── Record list ──

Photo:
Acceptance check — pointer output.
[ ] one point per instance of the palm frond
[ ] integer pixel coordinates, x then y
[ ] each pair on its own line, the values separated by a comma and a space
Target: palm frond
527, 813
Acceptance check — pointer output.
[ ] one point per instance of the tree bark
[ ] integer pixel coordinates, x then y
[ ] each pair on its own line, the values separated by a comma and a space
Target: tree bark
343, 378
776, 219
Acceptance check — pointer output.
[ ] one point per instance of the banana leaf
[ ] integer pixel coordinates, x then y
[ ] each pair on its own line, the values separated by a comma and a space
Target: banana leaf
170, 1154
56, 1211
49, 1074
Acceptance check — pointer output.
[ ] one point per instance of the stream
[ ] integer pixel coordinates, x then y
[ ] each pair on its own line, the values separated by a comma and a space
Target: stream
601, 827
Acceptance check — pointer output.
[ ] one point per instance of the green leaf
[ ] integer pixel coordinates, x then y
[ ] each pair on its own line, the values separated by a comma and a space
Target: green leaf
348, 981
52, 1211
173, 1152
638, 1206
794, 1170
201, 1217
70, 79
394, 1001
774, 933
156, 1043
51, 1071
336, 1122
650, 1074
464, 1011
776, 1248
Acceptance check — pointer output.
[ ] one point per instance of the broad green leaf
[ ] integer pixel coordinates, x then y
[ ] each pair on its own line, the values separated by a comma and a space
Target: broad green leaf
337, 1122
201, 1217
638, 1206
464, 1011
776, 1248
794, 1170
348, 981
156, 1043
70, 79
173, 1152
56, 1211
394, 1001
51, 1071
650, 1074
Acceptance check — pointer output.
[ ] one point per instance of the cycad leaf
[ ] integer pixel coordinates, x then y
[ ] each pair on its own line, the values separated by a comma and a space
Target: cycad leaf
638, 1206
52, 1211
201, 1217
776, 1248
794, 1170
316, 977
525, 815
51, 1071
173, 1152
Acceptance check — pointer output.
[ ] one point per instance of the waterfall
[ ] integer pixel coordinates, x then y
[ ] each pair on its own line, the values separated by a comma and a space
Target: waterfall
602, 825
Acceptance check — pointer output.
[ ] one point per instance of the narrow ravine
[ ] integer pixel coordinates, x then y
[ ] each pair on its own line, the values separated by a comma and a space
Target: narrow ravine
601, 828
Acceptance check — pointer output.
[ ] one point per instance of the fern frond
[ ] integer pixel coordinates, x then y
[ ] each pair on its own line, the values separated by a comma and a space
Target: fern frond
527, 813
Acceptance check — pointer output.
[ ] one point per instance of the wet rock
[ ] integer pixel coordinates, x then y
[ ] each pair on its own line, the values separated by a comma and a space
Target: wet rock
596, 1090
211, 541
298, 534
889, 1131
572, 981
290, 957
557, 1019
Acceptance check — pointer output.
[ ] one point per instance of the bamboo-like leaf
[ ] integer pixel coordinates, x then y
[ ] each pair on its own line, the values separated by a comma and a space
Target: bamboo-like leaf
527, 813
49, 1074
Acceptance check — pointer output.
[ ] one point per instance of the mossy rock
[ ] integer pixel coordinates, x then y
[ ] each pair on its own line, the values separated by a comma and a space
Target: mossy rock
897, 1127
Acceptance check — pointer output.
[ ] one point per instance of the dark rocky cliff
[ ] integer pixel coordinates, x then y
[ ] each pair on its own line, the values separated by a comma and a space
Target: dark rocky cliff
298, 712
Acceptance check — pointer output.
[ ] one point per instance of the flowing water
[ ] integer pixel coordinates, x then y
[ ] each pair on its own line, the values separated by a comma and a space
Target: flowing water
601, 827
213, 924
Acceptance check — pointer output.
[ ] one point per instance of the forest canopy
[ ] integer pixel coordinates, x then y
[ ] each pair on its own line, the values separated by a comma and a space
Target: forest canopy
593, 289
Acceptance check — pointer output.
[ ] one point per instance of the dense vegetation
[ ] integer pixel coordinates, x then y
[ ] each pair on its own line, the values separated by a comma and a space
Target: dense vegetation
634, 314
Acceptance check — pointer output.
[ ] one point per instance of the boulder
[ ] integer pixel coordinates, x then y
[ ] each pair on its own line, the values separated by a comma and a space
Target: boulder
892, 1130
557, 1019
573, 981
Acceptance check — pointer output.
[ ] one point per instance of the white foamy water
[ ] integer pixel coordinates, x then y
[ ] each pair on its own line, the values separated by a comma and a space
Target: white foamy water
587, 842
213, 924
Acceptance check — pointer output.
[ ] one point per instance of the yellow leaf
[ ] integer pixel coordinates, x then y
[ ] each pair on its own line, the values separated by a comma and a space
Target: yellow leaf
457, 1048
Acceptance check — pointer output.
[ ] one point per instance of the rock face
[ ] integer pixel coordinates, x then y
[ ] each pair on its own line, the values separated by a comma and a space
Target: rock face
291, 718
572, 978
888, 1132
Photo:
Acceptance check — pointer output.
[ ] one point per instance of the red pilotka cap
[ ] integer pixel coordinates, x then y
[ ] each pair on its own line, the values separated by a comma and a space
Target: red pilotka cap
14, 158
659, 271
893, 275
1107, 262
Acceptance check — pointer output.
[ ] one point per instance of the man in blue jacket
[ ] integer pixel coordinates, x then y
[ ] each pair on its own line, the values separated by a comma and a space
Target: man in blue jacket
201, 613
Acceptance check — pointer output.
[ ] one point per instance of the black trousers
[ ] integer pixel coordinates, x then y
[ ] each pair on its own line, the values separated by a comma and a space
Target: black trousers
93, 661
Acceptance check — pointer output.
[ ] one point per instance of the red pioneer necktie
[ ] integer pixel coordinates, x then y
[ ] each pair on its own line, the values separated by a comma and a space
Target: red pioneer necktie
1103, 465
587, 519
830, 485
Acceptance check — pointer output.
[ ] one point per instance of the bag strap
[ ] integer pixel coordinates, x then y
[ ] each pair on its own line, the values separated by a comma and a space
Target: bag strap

───

- **What you should do**: Identify every line of the entries that contains the word "rocky", and copy each such line. Case counts.

- **Task output**:
[ ] one point per instance of the dark rocky cliff
Target: dark rocky cliff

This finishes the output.